===== Given data
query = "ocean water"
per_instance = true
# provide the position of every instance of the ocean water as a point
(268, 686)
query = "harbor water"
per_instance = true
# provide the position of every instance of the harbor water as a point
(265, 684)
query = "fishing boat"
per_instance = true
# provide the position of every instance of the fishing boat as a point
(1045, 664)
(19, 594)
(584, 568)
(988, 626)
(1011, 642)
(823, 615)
==========
## Given exercise
Copy all of the material word for word.

## Completed task
query = "ocean water"
per_instance = true
# provide the position of every instance of the ocean water as a point
(268, 686)
query = "harbor water"
per_instance = true
# provide the position of every instance of the harbor water as a point
(265, 684)
query = "fishing boat"
per_instance = true
# provide the position of every instance of the fishing boat as a point
(1045, 664)
(19, 594)
(584, 568)
(988, 626)
(1011, 642)
(823, 615)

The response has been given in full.